### RECORDS SUPPLIED ###

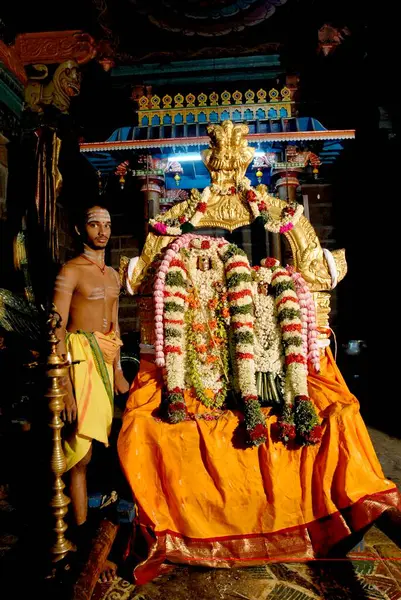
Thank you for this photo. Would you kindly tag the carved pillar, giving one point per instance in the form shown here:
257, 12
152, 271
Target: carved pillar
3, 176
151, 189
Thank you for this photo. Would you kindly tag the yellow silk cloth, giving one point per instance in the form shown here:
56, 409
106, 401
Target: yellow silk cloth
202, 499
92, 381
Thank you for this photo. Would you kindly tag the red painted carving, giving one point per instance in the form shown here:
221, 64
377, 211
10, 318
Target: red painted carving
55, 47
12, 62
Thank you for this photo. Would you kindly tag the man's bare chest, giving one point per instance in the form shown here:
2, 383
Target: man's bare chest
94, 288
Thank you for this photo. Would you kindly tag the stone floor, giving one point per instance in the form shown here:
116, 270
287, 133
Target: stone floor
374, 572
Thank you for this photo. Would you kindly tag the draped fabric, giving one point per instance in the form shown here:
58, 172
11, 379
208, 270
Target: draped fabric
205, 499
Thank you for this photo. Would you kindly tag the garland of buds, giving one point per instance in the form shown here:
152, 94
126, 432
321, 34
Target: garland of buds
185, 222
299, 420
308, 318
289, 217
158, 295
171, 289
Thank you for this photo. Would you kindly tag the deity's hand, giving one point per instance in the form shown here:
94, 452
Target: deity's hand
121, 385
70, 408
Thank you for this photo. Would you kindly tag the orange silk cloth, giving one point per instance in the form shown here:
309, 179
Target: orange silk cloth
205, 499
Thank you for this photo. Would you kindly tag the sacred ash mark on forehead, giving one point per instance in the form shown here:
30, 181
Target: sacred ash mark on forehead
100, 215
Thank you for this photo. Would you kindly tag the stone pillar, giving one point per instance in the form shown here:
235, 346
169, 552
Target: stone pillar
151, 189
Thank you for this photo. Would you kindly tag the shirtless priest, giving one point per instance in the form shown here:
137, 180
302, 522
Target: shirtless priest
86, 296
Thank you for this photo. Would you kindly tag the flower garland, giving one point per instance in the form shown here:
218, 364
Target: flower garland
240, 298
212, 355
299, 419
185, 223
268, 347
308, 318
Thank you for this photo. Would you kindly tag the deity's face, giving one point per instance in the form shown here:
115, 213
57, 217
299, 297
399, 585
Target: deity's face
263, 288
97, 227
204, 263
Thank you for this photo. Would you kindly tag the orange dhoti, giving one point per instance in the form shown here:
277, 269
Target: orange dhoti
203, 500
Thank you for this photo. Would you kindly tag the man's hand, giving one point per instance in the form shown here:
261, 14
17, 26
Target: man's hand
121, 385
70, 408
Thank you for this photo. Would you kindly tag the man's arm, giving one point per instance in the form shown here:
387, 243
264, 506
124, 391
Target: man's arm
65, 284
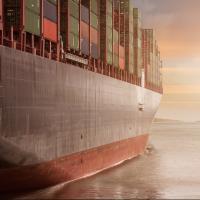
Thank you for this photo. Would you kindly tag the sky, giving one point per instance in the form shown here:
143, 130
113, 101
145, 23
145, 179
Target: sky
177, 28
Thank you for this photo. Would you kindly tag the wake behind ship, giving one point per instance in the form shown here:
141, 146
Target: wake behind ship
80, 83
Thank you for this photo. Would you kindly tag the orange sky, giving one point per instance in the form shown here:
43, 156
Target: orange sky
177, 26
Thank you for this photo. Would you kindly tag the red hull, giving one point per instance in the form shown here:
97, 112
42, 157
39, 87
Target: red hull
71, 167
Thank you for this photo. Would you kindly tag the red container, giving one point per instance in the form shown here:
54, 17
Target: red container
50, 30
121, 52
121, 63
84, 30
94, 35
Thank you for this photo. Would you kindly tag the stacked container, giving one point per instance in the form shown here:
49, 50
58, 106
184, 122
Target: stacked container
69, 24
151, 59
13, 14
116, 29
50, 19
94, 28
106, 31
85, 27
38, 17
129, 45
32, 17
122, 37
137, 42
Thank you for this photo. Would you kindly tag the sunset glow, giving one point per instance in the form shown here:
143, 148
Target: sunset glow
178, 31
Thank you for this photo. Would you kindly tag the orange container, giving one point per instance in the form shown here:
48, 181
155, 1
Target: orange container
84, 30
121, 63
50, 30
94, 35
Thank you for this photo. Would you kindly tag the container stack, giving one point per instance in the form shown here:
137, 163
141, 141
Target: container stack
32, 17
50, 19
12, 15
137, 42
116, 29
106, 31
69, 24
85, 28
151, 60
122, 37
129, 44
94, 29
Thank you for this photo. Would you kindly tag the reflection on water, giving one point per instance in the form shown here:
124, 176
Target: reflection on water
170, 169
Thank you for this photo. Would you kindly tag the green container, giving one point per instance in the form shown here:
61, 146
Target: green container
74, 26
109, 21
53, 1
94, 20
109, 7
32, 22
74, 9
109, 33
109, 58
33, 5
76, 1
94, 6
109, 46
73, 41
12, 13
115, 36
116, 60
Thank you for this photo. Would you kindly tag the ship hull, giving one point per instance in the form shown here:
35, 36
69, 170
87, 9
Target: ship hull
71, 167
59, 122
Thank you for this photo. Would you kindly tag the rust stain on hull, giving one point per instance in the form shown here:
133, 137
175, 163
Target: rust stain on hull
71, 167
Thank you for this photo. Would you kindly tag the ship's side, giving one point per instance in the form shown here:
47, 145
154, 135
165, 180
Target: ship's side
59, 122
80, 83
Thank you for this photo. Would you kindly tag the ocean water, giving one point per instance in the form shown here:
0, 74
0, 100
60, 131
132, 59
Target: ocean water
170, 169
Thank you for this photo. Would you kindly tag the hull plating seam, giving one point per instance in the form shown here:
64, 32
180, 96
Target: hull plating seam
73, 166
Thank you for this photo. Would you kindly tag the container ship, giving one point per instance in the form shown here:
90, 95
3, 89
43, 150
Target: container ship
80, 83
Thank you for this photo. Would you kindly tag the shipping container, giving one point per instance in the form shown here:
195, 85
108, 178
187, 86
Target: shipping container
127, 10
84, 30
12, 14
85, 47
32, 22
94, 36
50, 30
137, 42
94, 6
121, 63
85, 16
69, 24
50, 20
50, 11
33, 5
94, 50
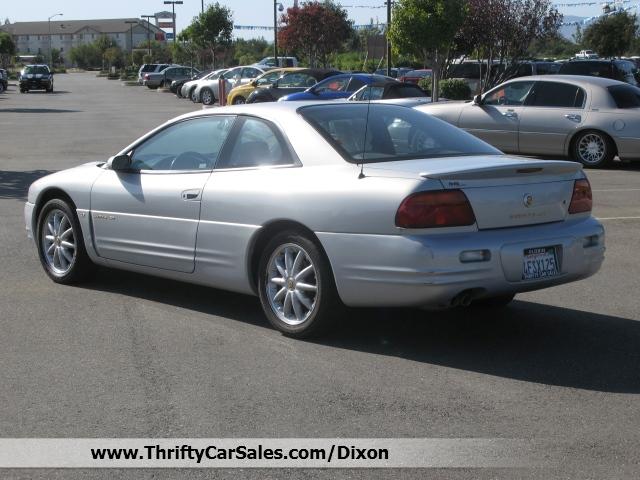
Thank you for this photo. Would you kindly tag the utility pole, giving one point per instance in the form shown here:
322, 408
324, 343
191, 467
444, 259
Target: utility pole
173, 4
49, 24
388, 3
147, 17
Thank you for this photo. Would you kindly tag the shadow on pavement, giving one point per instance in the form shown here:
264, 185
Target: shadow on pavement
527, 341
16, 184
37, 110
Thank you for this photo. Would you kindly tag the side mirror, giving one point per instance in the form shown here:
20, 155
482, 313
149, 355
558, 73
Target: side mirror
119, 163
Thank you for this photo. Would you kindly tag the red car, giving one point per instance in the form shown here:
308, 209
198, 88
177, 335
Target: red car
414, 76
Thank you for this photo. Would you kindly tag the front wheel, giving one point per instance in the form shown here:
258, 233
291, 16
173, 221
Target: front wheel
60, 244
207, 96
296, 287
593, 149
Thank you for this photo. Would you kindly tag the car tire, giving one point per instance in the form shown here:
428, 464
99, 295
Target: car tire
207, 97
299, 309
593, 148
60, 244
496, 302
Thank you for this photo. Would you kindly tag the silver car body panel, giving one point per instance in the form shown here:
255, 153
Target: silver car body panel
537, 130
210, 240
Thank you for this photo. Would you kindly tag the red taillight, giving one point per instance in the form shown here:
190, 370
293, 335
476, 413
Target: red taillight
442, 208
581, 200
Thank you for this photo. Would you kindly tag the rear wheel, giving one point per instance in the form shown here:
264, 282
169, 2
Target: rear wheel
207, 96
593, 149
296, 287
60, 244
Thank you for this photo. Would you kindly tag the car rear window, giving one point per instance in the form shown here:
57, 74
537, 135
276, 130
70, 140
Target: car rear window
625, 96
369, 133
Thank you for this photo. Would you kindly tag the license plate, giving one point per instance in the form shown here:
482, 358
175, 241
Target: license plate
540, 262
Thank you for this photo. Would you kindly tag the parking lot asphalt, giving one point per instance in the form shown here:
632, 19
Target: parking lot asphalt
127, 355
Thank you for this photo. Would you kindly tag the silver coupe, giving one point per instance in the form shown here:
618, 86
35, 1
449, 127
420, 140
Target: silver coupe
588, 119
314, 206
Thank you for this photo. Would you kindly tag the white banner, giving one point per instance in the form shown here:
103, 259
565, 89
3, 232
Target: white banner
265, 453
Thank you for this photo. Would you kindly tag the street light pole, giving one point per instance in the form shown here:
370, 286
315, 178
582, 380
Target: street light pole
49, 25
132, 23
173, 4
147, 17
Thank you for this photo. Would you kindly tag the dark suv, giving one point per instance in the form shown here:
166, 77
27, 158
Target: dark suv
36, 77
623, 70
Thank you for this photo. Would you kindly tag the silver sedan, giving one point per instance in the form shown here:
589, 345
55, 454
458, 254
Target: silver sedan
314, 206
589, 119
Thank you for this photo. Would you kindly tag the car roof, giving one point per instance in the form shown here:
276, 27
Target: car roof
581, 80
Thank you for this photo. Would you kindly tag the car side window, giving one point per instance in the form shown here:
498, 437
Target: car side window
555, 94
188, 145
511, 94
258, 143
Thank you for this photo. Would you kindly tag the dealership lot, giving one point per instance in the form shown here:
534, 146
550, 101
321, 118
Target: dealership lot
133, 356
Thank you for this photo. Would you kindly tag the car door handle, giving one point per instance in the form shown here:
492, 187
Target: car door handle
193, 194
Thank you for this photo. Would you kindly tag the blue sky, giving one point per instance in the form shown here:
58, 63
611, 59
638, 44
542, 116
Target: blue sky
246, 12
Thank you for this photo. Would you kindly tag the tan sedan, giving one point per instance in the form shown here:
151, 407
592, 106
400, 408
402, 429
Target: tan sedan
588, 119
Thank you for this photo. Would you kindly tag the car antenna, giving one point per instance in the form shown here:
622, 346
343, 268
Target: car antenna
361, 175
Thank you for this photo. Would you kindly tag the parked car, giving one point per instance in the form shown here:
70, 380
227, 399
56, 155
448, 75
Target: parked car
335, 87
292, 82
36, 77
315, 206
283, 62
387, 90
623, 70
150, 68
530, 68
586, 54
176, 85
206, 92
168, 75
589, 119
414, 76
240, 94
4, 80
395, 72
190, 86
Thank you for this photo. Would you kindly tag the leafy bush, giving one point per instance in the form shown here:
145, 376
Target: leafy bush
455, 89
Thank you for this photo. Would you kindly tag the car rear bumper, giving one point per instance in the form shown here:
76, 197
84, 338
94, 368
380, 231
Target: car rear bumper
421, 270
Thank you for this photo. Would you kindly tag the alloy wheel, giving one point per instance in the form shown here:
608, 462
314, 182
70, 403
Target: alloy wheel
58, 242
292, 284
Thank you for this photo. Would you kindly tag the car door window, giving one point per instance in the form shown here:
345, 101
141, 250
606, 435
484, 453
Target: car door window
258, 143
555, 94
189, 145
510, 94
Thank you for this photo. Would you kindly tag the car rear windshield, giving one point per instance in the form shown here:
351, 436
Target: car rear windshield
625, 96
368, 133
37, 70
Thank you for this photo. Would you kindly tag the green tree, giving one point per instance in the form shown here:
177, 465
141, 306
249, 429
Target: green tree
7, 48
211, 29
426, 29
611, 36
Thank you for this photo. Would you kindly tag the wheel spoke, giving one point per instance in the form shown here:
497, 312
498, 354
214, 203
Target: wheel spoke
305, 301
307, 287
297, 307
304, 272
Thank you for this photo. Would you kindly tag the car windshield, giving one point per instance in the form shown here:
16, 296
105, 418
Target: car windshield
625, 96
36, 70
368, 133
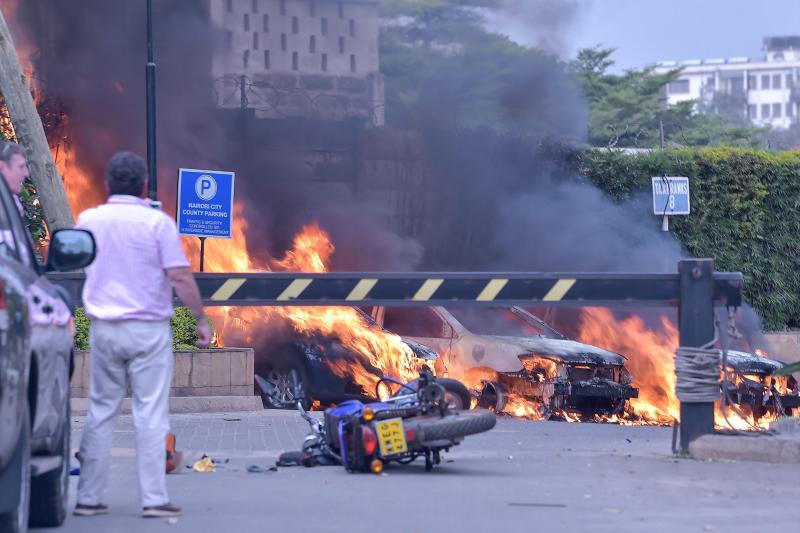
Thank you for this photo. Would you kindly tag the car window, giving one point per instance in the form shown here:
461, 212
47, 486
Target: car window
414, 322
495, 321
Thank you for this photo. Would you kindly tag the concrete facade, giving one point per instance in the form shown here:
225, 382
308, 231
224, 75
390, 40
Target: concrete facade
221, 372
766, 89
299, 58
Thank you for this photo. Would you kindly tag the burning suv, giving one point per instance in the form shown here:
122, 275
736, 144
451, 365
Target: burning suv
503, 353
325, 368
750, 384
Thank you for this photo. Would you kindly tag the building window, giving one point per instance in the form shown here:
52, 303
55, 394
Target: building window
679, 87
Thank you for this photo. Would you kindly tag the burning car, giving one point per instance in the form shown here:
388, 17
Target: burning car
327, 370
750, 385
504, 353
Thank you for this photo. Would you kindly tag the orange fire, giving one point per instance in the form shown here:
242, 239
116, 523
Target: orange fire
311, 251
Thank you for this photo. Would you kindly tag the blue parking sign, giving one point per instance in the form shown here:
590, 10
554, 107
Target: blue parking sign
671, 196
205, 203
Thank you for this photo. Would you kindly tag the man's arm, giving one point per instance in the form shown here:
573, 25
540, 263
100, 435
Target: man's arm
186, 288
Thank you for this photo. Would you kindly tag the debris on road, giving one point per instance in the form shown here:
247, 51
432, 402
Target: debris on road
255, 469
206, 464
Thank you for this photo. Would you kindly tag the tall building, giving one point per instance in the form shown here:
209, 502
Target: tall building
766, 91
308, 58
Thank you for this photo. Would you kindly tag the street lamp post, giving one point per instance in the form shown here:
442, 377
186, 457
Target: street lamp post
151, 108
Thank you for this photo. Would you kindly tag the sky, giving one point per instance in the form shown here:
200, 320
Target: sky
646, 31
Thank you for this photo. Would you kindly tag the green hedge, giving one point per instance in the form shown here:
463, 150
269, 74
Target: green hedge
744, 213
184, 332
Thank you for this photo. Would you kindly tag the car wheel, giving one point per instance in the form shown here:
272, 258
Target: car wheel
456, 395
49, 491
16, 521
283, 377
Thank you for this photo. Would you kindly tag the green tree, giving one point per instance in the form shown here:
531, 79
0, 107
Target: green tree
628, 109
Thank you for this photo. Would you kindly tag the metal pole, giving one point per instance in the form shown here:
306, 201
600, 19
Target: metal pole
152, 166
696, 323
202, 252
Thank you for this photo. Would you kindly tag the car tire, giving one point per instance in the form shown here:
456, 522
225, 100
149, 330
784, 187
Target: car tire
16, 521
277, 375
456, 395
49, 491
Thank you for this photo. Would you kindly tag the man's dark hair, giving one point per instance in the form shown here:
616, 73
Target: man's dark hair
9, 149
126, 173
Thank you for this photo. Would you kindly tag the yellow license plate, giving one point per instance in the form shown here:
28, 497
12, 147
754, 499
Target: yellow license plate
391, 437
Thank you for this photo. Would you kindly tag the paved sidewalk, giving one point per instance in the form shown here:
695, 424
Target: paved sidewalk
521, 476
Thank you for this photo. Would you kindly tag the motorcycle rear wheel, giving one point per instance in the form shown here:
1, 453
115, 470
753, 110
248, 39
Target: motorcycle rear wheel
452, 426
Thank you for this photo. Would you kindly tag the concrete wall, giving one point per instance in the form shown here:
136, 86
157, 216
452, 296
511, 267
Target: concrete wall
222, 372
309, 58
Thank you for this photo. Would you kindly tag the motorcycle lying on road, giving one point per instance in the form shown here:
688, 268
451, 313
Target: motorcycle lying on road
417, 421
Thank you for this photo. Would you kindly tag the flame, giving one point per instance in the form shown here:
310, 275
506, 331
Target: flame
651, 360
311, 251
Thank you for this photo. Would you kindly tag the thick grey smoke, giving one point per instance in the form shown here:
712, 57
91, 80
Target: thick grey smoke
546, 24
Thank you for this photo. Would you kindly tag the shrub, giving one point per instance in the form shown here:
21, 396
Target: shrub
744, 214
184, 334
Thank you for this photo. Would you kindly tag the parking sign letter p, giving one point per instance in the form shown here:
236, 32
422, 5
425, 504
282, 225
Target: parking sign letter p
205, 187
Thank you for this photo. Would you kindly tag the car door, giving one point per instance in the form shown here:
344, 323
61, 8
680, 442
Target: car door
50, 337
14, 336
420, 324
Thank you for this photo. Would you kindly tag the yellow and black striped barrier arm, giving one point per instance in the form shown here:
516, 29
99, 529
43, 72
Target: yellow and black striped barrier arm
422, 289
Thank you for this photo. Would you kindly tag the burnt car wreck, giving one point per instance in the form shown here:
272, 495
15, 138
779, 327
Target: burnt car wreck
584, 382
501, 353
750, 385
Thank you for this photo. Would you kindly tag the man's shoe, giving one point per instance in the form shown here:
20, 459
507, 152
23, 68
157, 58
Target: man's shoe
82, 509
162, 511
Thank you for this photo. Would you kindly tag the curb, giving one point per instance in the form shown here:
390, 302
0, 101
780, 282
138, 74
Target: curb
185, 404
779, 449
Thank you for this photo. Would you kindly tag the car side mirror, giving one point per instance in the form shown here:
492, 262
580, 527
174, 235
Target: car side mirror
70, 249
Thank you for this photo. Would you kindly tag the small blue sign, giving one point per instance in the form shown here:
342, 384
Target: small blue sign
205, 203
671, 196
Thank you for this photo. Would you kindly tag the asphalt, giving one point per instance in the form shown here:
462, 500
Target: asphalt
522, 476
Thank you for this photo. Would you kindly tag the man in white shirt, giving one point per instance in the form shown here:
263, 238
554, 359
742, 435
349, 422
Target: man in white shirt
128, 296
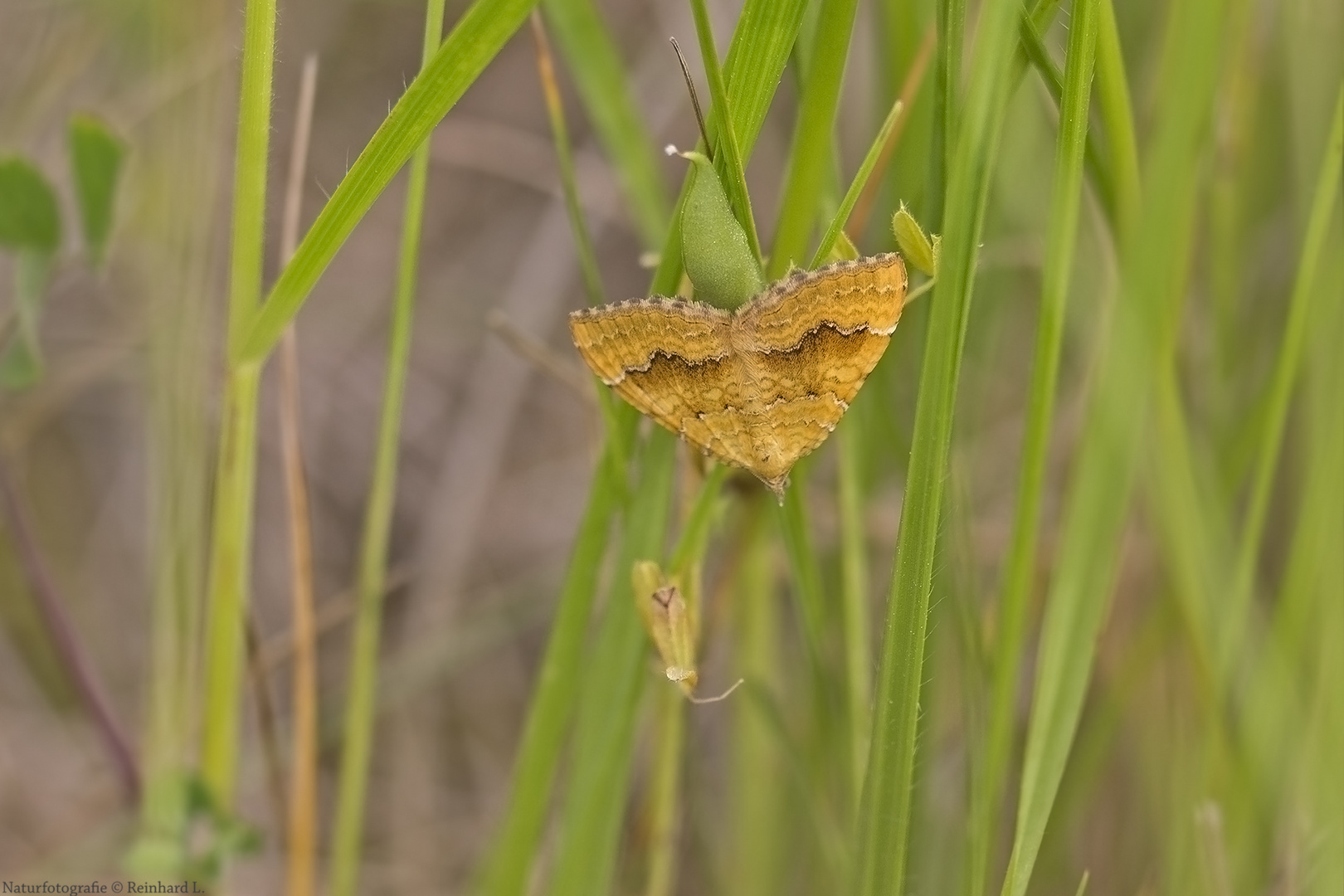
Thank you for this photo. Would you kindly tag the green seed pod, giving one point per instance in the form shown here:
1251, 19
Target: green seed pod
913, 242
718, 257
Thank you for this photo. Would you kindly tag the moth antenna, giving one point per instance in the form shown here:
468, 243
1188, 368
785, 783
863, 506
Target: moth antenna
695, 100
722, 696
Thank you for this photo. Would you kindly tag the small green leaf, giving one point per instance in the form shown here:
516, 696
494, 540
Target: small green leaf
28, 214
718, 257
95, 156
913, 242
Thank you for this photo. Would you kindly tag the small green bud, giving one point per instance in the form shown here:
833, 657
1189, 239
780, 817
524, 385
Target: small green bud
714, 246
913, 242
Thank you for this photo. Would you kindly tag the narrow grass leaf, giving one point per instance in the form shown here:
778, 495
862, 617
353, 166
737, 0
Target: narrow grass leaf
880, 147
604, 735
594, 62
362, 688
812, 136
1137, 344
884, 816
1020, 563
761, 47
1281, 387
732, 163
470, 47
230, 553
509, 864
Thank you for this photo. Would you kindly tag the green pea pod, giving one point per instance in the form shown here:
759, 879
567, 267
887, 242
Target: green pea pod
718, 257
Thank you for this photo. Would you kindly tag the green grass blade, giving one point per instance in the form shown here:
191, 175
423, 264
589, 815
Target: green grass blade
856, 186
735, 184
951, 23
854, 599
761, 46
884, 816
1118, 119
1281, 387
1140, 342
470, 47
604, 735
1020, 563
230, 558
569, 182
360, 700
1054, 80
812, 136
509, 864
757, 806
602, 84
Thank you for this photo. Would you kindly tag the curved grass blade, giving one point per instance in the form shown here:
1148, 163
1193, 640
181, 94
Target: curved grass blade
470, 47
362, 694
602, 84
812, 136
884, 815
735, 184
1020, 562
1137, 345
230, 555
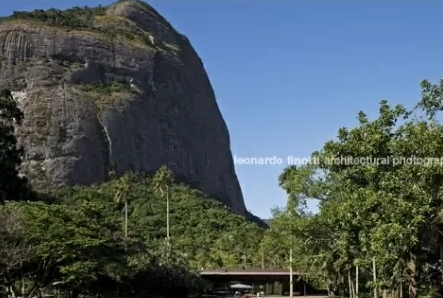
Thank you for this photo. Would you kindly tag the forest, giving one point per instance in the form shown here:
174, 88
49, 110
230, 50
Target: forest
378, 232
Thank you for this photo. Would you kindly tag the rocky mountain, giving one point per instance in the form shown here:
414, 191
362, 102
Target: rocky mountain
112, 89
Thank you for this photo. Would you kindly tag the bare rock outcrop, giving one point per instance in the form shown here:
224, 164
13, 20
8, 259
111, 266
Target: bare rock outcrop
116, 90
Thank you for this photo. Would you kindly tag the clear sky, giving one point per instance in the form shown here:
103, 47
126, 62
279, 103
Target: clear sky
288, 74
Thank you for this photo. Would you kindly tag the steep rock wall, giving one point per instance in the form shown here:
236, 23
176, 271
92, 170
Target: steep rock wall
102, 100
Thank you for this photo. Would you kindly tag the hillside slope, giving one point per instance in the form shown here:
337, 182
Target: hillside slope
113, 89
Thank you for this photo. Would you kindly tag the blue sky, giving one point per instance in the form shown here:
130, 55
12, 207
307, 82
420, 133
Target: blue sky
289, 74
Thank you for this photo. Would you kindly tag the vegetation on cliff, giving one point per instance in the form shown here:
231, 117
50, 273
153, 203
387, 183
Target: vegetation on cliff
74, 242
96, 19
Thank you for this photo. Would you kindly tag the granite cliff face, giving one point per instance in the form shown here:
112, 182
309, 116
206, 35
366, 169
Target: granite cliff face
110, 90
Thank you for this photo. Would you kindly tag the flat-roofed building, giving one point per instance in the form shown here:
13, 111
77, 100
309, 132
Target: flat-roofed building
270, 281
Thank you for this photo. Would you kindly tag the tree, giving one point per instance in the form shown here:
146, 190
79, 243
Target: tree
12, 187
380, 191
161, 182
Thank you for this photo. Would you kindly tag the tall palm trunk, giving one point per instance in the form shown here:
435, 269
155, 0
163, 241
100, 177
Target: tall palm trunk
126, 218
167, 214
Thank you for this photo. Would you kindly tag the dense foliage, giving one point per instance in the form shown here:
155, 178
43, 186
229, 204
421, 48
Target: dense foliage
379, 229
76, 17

###

→ **INSTRUCTIONS TO FOLLOW**:
The answer is a portion of the data. Write out exactly the line with "Thank you for this photo. Would you kindly tag the steep" and all lines after it.

→ **WRITTEN RESPONSE**:
Thank you for this photo. Would you kindly tag the steep rock wall, giving one point per instance in the form shown here:
236, 23
176, 271
92, 170
Target: steep rock wall
102, 100
Thank you for this photo. Would you kindly tag the hillside slope, giving one point per instance in the form shown here:
337, 182
Target: hillside slope
113, 89
Thank you for this photo. Would you kindly tag the blue sky, giving one point per instance in the form shown here:
130, 55
12, 207
307, 82
420, 133
Target: blue sky
289, 74
Thank you for this photo. Would you kindly tag the vegetation on cliff, giving one point per instance in the form shown here:
231, 117
50, 273
153, 203
387, 183
Target: vegetation on cliff
74, 242
96, 19
Thank you for this photo. Would you kindly tag the granite cliff face, giving one point per instance in the form shown here:
112, 182
309, 116
206, 35
366, 169
Target: granite cliff face
110, 90
Thank you for this photo. Would you kindly tag the flat-roofed building, giving one point per instance in the form shown here:
13, 111
77, 100
309, 132
Target: flat-roofed building
270, 281
Thank you for this photo. Would you kindly tag the tree, giving one point per instance in the form shown here:
146, 190
79, 243
Target: tree
12, 187
380, 191
161, 182
Thank you for this photo. Would you kindly tag the tall palm trunk, giving one point per instance in the form shown here:
435, 269
155, 0
163, 241
100, 177
Target: tall palm trunk
126, 218
167, 214
Thank you for this photo. Would you kindly tag the dense foliage, giving one point per instance in the form shown here:
155, 178
43, 186
229, 204
421, 48
Target: dense foliage
379, 229
76, 17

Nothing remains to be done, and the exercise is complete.